### WRITTEN INSTRUCTION
With the line containing "Where can the hay" as the first line and the last line of the records as the final one, reproduce that range exactly.

### INPUT FOR THIS TASK

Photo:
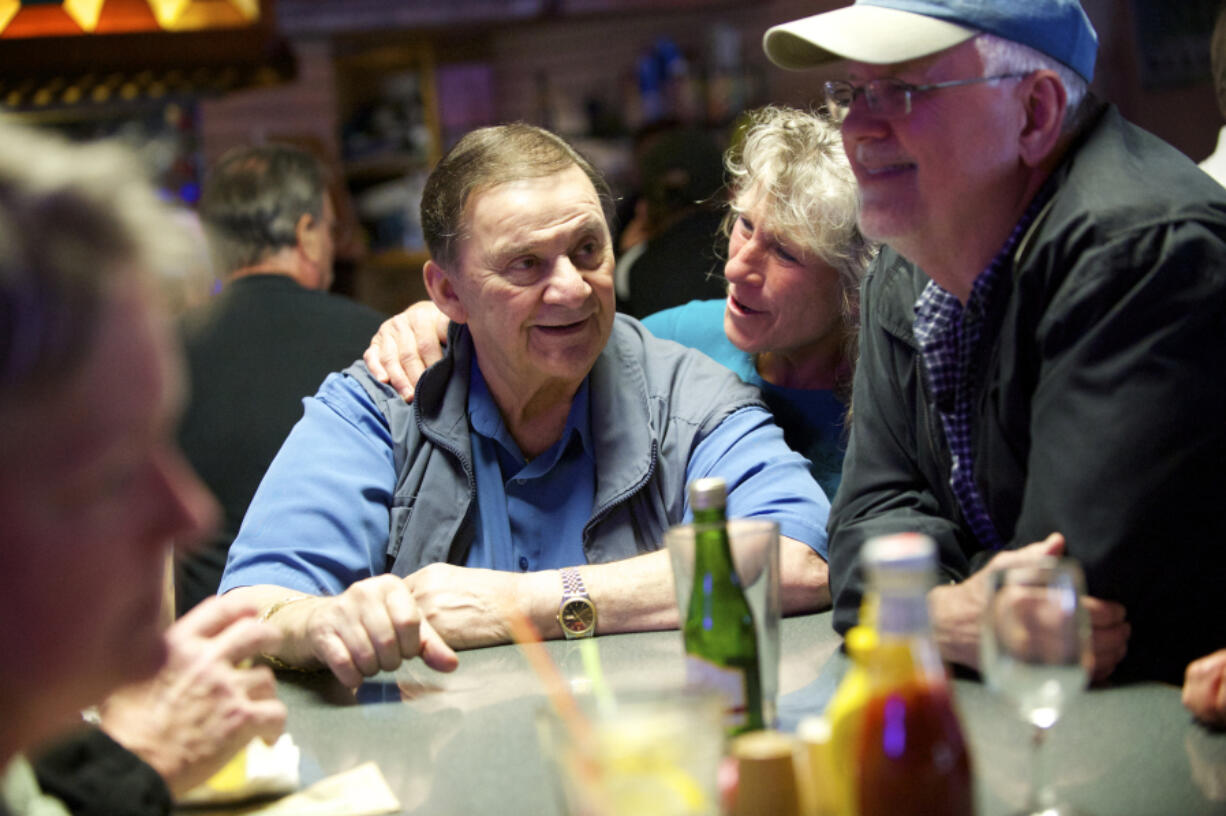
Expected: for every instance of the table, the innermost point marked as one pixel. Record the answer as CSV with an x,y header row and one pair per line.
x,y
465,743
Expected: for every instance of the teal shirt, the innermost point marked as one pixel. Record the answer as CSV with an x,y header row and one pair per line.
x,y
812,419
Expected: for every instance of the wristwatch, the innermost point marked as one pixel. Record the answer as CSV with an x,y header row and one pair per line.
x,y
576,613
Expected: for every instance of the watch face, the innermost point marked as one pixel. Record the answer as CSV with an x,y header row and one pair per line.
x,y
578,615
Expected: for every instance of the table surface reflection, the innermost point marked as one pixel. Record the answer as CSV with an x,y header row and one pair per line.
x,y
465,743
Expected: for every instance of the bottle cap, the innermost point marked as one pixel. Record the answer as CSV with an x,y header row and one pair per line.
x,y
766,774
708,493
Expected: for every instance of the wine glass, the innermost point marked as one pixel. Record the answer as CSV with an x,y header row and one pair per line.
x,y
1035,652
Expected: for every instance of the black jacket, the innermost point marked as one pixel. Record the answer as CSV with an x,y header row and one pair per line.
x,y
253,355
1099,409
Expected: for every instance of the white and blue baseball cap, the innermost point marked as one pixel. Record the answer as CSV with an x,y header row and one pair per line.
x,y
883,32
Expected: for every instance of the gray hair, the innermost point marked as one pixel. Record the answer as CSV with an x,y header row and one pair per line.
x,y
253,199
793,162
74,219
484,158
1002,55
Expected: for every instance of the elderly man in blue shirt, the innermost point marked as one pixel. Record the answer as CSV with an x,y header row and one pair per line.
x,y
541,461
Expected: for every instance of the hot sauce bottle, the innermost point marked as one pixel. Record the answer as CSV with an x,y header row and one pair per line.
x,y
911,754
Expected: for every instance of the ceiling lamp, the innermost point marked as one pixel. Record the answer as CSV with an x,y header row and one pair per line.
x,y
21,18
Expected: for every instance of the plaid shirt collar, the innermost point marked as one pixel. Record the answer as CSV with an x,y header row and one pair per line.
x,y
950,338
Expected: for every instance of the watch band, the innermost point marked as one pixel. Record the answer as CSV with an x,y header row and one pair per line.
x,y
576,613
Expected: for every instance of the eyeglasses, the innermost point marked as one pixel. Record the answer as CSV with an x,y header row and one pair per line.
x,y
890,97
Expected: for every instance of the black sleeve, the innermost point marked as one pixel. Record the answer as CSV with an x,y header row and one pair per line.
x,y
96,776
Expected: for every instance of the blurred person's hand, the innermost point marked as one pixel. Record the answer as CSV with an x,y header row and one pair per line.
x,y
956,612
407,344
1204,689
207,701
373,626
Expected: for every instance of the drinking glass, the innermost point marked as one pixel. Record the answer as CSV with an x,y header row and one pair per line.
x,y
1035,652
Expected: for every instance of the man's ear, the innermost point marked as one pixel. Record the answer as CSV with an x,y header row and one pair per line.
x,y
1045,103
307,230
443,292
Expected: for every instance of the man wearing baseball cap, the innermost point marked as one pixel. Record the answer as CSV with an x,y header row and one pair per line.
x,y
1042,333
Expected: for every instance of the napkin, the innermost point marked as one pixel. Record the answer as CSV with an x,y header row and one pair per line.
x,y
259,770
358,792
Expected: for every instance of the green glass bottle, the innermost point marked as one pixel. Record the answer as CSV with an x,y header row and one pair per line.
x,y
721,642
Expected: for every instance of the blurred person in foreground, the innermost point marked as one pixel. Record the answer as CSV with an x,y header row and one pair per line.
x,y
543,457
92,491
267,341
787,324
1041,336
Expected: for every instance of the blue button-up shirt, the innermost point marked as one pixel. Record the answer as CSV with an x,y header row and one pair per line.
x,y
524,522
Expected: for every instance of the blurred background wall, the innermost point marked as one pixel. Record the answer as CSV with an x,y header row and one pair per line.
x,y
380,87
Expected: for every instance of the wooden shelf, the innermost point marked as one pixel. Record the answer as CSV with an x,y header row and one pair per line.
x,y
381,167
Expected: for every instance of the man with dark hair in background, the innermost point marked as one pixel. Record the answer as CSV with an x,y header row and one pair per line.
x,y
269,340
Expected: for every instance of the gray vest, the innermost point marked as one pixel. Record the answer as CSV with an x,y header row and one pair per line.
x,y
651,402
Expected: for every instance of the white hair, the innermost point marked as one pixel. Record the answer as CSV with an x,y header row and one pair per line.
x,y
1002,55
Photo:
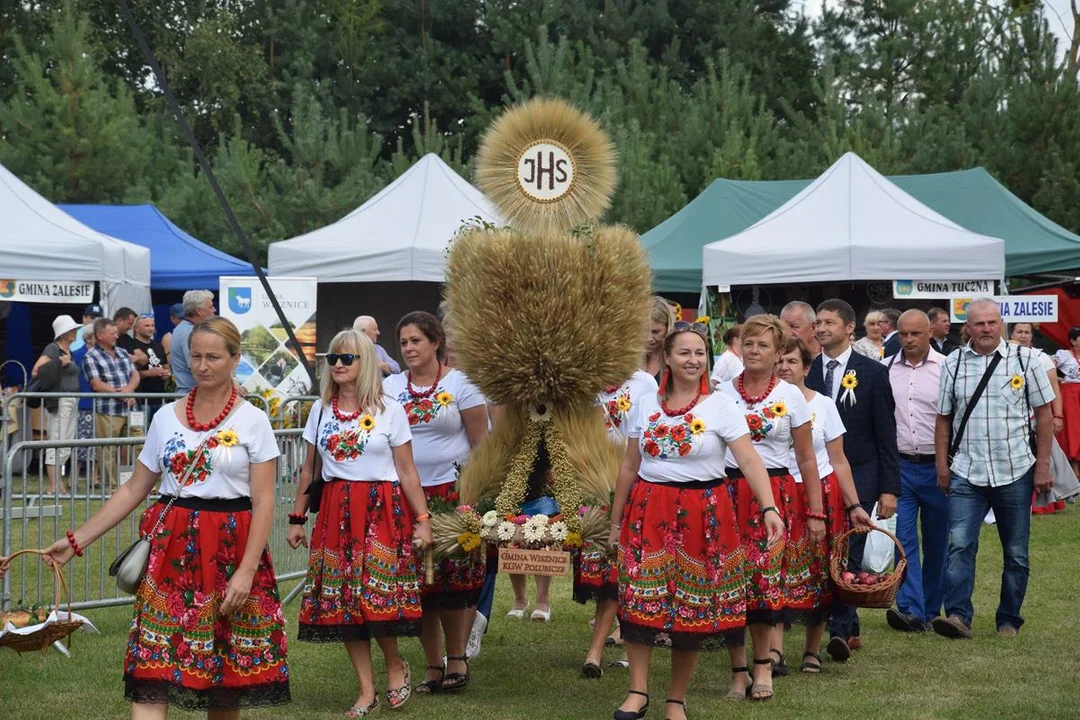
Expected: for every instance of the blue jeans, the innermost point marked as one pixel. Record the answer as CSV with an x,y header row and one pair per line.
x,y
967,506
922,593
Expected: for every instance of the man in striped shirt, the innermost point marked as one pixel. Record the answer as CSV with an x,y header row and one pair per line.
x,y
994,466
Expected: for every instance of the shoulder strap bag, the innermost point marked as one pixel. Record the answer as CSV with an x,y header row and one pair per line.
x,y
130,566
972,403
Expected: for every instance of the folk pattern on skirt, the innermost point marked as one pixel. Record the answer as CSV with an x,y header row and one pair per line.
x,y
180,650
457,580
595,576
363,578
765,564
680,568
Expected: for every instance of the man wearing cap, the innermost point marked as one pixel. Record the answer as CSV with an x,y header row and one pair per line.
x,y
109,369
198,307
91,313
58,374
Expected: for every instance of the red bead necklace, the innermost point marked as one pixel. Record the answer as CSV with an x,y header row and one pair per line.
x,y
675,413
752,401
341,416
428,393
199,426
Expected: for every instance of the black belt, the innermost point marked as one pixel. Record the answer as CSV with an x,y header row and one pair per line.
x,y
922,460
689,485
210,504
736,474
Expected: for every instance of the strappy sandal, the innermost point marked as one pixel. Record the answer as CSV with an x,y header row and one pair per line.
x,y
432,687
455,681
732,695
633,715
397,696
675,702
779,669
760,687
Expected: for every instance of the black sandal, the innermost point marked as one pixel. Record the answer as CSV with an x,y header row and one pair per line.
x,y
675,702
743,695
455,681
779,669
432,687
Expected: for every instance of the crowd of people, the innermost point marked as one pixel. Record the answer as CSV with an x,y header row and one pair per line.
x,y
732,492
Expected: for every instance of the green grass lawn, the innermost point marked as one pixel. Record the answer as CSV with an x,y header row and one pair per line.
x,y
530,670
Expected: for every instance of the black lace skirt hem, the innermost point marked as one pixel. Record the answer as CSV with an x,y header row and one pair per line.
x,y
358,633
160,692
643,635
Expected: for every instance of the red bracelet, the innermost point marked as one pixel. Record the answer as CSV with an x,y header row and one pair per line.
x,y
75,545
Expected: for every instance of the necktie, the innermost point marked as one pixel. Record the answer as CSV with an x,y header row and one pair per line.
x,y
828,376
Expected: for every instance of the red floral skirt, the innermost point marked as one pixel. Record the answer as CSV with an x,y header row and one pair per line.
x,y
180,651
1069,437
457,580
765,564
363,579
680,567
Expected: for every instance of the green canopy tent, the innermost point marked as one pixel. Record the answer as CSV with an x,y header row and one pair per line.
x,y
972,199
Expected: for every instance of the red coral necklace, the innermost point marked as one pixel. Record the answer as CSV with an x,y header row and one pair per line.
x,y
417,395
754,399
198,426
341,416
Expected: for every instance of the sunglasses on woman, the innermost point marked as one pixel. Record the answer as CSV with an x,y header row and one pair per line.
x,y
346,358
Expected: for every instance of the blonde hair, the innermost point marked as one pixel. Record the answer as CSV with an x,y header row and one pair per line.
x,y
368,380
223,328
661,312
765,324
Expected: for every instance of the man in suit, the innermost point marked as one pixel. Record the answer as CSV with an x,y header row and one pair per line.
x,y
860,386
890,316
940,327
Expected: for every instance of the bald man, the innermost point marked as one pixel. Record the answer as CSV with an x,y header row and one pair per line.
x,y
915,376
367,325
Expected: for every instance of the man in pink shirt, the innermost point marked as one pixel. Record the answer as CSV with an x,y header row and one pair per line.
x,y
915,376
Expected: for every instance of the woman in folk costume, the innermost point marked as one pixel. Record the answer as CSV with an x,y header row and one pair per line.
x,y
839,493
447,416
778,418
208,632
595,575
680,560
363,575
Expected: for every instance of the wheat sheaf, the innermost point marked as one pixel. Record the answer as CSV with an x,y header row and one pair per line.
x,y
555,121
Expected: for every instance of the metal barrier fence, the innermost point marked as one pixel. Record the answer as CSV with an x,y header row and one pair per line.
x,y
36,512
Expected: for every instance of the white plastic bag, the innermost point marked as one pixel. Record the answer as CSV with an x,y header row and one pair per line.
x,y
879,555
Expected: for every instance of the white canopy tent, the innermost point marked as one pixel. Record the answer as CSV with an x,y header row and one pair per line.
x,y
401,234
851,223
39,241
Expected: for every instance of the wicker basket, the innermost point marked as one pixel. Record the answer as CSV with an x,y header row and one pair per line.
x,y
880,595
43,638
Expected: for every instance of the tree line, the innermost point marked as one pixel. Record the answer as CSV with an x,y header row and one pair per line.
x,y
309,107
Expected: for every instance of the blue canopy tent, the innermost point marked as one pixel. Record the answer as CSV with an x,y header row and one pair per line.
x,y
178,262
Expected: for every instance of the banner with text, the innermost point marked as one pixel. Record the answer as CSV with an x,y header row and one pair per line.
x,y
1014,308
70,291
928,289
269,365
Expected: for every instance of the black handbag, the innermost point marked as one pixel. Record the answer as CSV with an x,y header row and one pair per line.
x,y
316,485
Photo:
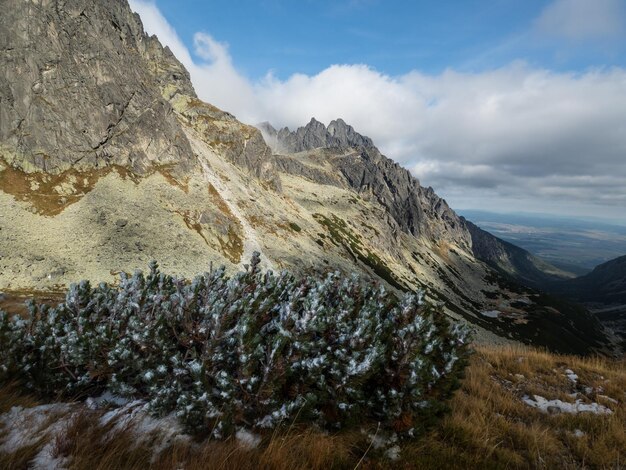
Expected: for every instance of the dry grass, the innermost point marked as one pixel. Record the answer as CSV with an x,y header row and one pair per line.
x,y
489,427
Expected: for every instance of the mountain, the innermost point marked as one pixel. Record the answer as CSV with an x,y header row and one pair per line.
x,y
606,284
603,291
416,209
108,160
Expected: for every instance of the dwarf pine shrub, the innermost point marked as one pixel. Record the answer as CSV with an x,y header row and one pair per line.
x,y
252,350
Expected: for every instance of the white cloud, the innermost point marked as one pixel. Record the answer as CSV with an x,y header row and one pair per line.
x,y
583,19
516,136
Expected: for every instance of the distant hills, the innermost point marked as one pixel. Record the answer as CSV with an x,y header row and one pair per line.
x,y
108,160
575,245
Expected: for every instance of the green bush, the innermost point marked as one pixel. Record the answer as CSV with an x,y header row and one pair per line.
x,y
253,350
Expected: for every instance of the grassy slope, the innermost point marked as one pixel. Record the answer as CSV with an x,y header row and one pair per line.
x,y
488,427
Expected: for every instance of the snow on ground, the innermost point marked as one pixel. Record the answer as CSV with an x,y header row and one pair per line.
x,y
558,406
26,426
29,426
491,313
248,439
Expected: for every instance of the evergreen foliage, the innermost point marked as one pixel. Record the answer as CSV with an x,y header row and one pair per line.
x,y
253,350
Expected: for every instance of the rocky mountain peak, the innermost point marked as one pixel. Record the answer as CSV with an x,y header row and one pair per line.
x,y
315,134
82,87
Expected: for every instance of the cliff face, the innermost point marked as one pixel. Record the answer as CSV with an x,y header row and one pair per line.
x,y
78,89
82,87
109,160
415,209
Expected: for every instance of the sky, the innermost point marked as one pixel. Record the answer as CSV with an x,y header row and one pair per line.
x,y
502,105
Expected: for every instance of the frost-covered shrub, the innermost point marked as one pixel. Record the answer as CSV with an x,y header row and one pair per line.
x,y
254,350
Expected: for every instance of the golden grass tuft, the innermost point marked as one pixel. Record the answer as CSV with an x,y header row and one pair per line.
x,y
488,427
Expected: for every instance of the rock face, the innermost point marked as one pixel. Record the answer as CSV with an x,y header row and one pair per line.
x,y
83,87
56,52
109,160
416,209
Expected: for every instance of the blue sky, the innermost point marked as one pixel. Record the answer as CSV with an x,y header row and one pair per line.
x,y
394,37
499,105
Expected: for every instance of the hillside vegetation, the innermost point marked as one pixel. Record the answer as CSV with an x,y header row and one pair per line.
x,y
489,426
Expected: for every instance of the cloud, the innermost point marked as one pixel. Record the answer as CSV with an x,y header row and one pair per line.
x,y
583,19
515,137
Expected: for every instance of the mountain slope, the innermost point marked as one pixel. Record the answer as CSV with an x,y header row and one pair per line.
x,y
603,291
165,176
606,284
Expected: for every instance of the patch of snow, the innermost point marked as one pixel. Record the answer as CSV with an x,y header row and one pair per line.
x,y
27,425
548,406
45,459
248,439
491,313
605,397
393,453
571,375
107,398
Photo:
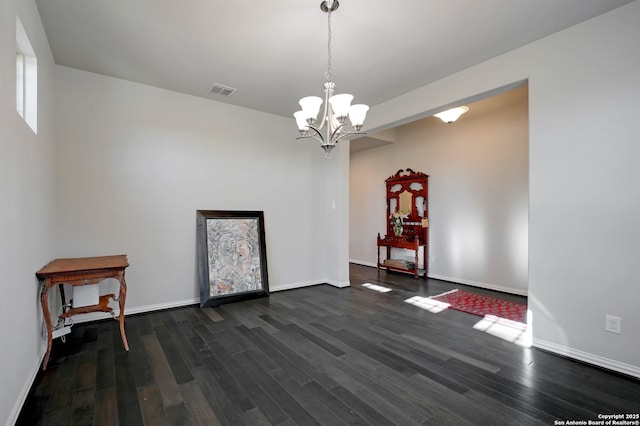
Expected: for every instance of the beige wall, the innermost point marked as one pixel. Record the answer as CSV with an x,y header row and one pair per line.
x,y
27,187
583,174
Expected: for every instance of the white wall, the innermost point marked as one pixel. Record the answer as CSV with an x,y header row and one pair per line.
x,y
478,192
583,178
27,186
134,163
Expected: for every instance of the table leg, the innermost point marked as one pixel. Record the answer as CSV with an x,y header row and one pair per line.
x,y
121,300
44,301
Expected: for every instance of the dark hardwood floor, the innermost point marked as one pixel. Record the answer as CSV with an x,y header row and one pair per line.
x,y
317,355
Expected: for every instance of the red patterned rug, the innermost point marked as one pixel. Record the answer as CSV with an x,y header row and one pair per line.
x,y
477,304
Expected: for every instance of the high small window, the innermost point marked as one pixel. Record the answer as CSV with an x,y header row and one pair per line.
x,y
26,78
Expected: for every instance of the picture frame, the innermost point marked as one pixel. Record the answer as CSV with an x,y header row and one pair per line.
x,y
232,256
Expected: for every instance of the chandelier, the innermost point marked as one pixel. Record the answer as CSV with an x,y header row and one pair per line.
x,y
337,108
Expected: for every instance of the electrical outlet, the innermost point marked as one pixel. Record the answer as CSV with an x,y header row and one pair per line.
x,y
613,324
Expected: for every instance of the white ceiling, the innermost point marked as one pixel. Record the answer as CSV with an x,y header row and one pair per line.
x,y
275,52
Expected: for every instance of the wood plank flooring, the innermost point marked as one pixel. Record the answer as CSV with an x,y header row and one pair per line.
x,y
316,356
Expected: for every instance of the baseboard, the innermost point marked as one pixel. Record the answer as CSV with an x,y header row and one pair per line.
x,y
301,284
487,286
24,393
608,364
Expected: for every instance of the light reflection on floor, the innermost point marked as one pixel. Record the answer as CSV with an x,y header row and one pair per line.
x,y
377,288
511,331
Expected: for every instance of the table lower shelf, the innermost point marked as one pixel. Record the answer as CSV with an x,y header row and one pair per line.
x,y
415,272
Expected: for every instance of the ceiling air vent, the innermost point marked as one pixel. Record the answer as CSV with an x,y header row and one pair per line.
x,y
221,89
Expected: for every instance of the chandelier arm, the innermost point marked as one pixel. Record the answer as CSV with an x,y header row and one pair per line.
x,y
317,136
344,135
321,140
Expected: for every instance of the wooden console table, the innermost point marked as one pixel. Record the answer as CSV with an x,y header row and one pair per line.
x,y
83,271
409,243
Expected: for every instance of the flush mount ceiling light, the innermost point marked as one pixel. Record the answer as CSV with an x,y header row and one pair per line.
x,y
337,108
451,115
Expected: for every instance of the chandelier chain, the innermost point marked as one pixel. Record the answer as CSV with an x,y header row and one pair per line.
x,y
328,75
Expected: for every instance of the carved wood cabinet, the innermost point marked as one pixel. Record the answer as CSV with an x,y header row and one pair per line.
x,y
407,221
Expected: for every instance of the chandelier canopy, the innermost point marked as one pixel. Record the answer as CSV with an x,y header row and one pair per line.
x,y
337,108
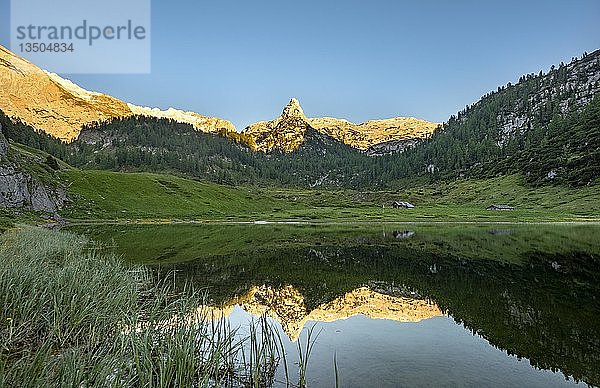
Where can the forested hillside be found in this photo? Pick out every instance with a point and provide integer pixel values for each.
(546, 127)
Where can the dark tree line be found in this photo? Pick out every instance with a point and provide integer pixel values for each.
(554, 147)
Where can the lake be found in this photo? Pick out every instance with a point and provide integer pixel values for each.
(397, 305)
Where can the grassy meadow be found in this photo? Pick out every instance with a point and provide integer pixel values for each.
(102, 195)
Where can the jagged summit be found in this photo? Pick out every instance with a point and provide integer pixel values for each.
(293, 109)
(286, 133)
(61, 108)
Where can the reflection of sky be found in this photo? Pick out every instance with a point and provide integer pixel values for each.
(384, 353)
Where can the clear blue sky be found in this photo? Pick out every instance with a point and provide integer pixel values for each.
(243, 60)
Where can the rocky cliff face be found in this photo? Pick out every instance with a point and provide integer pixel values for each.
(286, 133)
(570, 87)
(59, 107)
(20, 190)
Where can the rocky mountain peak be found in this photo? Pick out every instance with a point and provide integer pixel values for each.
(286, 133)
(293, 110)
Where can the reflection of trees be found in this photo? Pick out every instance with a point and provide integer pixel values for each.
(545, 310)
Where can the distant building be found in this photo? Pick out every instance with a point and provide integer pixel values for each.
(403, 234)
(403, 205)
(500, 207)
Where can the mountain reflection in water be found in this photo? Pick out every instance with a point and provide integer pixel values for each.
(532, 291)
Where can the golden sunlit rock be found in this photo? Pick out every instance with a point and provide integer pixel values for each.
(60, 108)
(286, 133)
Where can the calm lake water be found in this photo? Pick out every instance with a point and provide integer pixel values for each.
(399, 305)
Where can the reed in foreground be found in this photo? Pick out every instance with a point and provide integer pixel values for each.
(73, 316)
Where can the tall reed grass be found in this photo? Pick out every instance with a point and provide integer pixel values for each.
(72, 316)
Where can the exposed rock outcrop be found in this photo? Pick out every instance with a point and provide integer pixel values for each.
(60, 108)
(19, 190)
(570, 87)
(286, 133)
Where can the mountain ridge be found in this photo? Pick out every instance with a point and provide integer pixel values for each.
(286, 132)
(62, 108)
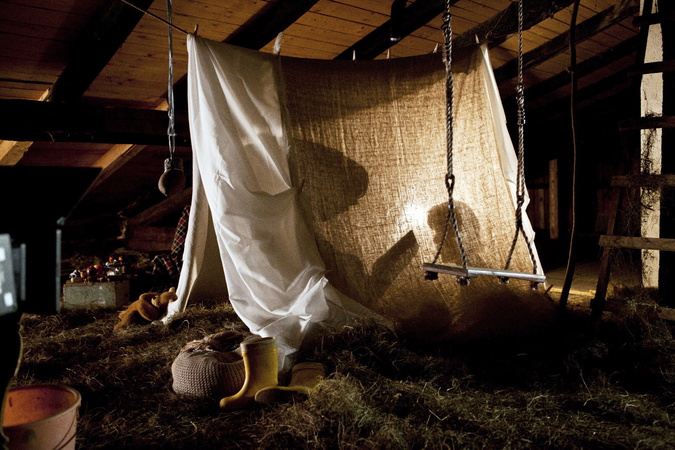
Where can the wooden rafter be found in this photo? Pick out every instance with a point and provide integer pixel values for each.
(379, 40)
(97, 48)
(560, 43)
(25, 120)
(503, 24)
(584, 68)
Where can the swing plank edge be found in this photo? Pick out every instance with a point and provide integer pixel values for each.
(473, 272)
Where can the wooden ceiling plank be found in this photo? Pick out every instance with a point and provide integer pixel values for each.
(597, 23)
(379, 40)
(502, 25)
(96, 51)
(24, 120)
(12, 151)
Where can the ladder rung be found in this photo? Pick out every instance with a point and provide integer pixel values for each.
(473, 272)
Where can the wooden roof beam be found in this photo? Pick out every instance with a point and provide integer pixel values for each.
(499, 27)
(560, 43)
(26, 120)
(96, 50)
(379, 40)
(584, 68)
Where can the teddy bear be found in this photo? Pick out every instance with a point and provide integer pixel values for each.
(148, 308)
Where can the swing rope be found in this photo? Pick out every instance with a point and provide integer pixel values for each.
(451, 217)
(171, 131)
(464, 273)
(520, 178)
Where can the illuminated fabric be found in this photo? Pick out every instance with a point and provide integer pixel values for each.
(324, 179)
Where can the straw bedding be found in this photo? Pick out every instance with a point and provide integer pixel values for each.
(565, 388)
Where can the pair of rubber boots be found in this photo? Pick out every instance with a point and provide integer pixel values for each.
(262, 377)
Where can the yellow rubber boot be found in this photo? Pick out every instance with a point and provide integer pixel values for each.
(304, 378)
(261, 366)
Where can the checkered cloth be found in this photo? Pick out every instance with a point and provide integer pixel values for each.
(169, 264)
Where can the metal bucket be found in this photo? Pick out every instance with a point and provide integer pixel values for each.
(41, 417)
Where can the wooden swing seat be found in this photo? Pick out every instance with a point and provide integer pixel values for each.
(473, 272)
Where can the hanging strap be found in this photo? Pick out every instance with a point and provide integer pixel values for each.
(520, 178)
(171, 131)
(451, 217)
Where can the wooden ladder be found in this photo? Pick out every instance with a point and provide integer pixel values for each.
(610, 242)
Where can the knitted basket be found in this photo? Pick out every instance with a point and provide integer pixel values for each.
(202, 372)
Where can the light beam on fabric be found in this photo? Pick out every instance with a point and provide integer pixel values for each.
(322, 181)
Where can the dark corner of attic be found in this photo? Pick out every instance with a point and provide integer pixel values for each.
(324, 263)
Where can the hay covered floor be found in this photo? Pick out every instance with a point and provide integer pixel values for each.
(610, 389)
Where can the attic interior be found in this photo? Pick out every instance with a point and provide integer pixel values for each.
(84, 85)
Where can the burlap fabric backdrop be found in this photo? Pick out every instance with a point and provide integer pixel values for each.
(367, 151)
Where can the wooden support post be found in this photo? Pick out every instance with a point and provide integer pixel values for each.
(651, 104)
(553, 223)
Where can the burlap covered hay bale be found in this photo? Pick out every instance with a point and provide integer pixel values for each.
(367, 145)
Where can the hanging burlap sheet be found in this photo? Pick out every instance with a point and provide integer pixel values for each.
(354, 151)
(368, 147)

### RESPONSE FOR THIS EXERCISE
Where can the hay covered floor be found in this photo? Pick out every instance with a point and provide integer pixel values for each.
(610, 389)
Where can the attic interior be found in this photo? Pick out every instance with a point and provide integer pixel values for each.
(84, 85)
Where can the burlap fabric backdrop be found in this photo? Pick out every instance with a point and provide integer pixel values for each.
(367, 151)
Where can the wooden support post be found in this photo? Pick out every instance with a point and provide integer pixel values for each.
(651, 104)
(553, 223)
Where can the burlap covered hay bale be found in this photo? Pick out every instance with a point and provide integer pixel values for each.
(367, 145)
Where can the hanging burlap sheet be found in this photo? Pick out every instance with a point and provide integer pixel values for each.
(354, 151)
(368, 147)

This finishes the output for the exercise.